→ RECORD SET
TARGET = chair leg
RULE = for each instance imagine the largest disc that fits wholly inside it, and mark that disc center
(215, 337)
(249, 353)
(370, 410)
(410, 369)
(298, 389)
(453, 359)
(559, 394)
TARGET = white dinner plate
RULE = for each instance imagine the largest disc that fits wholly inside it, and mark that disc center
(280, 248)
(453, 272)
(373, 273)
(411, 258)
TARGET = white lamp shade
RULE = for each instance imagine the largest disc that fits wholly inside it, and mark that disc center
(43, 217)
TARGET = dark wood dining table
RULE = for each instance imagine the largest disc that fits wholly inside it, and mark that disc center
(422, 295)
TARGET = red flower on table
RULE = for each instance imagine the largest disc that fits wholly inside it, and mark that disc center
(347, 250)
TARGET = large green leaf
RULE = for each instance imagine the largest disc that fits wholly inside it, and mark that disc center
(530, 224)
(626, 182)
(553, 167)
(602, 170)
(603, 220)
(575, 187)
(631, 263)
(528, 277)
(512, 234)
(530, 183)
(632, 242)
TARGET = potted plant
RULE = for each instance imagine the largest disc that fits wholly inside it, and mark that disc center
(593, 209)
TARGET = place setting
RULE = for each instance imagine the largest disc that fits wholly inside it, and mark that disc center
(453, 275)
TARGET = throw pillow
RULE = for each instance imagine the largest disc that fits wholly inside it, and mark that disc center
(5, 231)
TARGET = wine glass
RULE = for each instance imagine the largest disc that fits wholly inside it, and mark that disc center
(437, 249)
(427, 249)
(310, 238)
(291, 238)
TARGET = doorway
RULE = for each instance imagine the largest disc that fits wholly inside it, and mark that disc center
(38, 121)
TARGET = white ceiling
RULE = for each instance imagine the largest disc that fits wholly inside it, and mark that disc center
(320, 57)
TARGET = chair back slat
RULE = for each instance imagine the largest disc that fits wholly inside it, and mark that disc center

→ PROBLEM TO SOLVE
Repeat the entries above exactly, beginning at their first line and ending with the line that contains "TARGET = white dinner plate", with nothing added.

→ EXERCISE SOLUTION
TARGET = chair leg
RULE = for each instance imagine the largest disc that fits wholly inside it, and mark that disc center
(215, 337)
(249, 353)
(370, 410)
(410, 369)
(298, 389)
(453, 359)
(559, 394)
TARGET = white dinner plate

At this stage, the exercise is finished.